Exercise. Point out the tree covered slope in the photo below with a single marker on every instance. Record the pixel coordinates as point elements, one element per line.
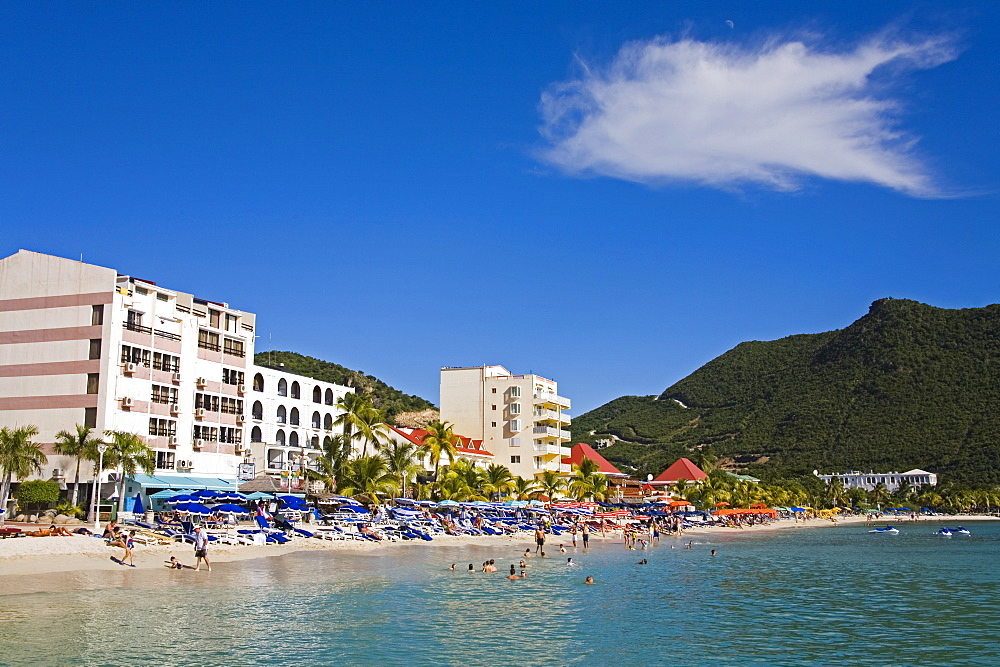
<point>907,385</point>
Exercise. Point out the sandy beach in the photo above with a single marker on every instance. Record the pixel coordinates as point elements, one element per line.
<point>22,558</point>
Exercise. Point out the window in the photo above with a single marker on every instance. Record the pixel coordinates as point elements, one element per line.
<point>206,402</point>
<point>162,427</point>
<point>166,362</point>
<point>208,340</point>
<point>232,376</point>
<point>165,460</point>
<point>233,347</point>
<point>164,395</point>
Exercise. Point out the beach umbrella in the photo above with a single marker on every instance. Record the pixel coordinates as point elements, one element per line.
<point>229,508</point>
<point>193,508</point>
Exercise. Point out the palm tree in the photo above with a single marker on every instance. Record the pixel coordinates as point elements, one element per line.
<point>19,457</point>
<point>401,460</point>
<point>128,453</point>
<point>362,421</point>
<point>368,475</point>
<point>497,480</point>
<point>440,440</point>
<point>550,483</point>
<point>522,488</point>
<point>80,446</point>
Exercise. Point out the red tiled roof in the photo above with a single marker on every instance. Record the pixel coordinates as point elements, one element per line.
<point>467,446</point>
<point>582,451</point>
<point>681,469</point>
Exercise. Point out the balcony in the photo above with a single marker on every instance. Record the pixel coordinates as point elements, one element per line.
<point>552,399</point>
<point>550,432</point>
<point>543,414</point>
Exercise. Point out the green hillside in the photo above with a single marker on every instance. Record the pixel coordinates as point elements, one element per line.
<point>906,386</point>
<point>392,400</point>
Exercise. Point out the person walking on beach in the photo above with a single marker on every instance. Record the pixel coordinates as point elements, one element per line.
<point>201,549</point>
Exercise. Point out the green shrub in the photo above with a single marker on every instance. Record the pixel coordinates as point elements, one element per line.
<point>39,492</point>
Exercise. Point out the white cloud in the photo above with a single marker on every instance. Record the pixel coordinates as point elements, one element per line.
<point>725,116</point>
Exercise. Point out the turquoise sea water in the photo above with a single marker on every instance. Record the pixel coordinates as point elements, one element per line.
<point>826,596</point>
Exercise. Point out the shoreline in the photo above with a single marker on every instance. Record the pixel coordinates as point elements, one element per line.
<point>51,564</point>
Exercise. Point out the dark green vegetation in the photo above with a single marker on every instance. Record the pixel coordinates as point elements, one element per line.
<point>906,386</point>
<point>390,400</point>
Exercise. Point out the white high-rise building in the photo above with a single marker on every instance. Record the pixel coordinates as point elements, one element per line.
<point>83,344</point>
<point>519,418</point>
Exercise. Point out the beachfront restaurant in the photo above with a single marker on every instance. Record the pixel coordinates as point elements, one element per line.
<point>150,486</point>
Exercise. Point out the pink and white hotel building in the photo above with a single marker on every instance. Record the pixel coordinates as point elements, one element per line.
<point>83,344</point>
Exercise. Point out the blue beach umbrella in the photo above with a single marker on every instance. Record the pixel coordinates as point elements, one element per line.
<point>193,508</point>
<point>229,508</point>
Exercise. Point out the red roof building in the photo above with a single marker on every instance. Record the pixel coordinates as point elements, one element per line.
<point>583,451</point>
<point>681,469</point>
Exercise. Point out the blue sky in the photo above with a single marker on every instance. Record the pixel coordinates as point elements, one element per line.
<point>607,194</point>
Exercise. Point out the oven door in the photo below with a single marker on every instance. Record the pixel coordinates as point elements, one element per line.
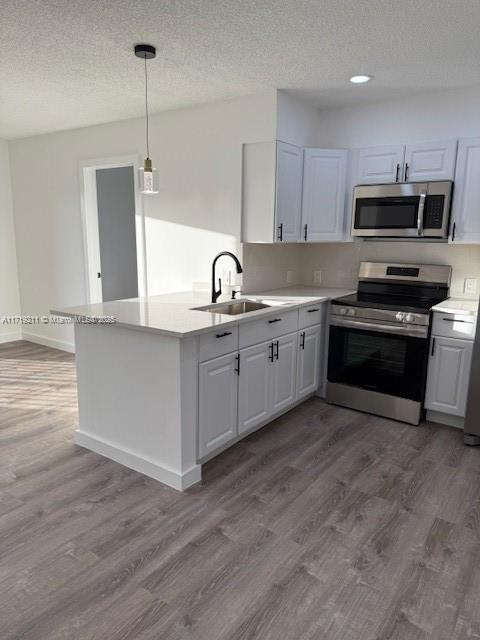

### What you will do
Pick out every line in the records above that contains the word "building", and copy each of those lines in full.

### Right answer
Exercise. Point out the white high-rise building in the photo above with a single marker on every instance. Record the pixel coordinates as point elements, one element per line.
Exercise. Point out the pink and white hotel building in the photo above with a single marker on every instance. Record the pixel coordinates as point elements, one element per line.
Exercise. Point out the red roof building in the photo above with a single marker on every instance. Record the pixel coordinates as point elements, one element per line.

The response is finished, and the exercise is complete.